- [WHAT YOU NEED TO DO] Reproduce each of the following rows word for word.

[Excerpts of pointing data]

· · · ·

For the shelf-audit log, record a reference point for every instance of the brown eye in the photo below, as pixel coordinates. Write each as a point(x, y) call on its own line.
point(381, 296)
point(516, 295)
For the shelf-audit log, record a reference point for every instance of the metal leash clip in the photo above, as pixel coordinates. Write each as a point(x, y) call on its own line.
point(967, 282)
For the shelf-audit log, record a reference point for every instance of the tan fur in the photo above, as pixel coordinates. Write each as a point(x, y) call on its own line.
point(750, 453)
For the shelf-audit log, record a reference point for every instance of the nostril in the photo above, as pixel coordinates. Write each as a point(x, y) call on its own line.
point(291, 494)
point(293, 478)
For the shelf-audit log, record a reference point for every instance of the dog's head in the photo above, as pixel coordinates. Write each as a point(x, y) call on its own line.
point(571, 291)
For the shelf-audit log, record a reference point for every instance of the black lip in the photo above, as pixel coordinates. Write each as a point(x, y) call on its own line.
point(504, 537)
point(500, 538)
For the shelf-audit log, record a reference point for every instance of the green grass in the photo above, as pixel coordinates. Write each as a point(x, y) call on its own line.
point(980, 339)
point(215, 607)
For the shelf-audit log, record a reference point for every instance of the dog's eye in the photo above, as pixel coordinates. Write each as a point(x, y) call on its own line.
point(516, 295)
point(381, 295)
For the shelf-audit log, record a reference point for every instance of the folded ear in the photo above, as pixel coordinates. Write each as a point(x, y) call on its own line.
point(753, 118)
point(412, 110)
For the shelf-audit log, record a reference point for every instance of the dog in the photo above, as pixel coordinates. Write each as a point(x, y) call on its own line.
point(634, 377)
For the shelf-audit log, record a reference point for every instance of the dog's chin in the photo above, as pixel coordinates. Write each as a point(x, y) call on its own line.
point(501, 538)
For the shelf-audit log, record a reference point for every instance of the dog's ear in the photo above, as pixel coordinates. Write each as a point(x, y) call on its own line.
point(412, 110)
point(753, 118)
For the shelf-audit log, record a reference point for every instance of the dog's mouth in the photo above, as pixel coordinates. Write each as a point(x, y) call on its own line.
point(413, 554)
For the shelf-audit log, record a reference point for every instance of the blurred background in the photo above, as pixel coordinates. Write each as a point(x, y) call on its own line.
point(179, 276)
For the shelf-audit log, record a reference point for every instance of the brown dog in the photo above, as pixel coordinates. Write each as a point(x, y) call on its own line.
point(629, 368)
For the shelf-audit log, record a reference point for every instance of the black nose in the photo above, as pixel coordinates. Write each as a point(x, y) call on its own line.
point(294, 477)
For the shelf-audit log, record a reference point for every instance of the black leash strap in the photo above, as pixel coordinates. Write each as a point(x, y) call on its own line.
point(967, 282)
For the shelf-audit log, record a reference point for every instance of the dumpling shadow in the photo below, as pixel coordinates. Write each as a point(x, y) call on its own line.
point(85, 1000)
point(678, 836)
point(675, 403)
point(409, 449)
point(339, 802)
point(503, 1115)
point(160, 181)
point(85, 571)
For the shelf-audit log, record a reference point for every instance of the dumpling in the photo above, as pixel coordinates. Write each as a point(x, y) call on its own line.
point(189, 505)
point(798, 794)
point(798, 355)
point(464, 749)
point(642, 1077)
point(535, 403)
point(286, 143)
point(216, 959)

· · · ·

- [RESULT]
For the shelf-audit log, record a reference point for every instance of the brown eye in the photo below, as pixel coordinates. Write each as a point(x, y) call on its own line.
point(381, 296)
point(516, 295)
For the shelf-audit log, record a reference point for every instance of the metal leash clip in the photo above, as pixel coordinates. Write each as a point(x, y) call on its own line.
point(967, 282)
For the shelf-audit log, record a reference point for every instance of the tan fur in the photo above, as pixel coordinates. Write each as a point(x, y) call on its own line.
point(750, 453)
For the shelf-audit log, record a reference point for every instance of the nostril in the photo above, as pixel coordinates. Write each as a point(x, y) call on its own line.
point(291, 494)
point(293, 478)
For the shelf-audit log, record a reference point for every instance of the dog's head in the photo above, as pixel coordinates. Write each as a point(x, y) call on its own line.
point(571, 291)
For the shelf-audit log, record a reference point for every instance of the black lip in the photo above, as pixel coordinates. Write each as a point(x, y) call on its own line.
point(504, 537)
point(500, 538)
For the shelf-audit log, record a reference point for every instance of the green grass in the photo above, as pixel coordinates. Write each as a point(x, y) call on its own line.
point(980, 339)
point(215, 607)
For the shelf-audit log, record a reference point for every instance of the dog's eye in the photo above, as pixel coordinates. Write each as a point(x, y) call on its own line.
point(516, 295)
point(381, 295)
For the shelf-audit log, record a reference point for every instance of the folded ear in the photo above, as pixel coordinates. Write each as a point(x, y) call on its own line.
point(753, 118)
point(412, 110)
For the shelf-audit log, record a reference point for every instance of the dog in the photo above, as pixel coordinates. Write each as a point(x, y) call on its own line.
point(634, 377)
For the shelf-audit log, record a reference point for every instance of the dog's chin in the photo above, as pixel coordinates. Write each as a point(x, y) call on its own line.
point(501, 538)
For the shelf-audit log, record a reference point for every instance of the dog's ear in the photo above, as pixel coordinates. Write each as a point(x, y) call on its own line.
point(412, 110)
point(753, 118)
For the shelf-audit log, record a reference point for every instance of the dog's mouth in the photo above, as pixel coordinates. Write each as a point(x, y) call on its own line.
point(413, 554)
For the shelf-audit log, record a reference point for every instance of the blurred background in the photo above, as pixel coordinates. Write each as a point(x, y) call on its own line.
point(179, 276)
For the shelf-audit log, record a reference point for every instance of the brown dog in the photo above, as pixel coordinates. Write each as a point(x, y) call on its own line.
point(629, 368)
For the shelf-audit log, record a reference point for every instance of the black nose in the photo above, as pixel coordinates. Write each as a point(x, y) call on its own line.
point(294, 477)
For the shelf-audit log, record a reference point for every instance of the black leash strap in the photo above, as pixel coordinates. Write each as a point(x, y) call on its own line.
point(967, 282)
For the shelf-audit log, record a reference point for every instance of the dumpling shadow in the photo below, as pixel coordinates. Write each as a point(x, y) call on its own line.
point(85, 1000)
point(678, 836)
point(675, 403)
point(409, 449)
point(339, 802)
point(503, 1115)
point(160, 181)
point(85, 571)
For the shelf-audit log, record a reference point for every instance of the dumpling in the photo above, as pixel coordinates. Write each as a point(x, y) call on its own line.
point(189, 505)
point(798, 794)
point(798, 355)
point(464, 749)
point(642, 1077)
point(535, 403)
point(286, 143)
point(216, 959)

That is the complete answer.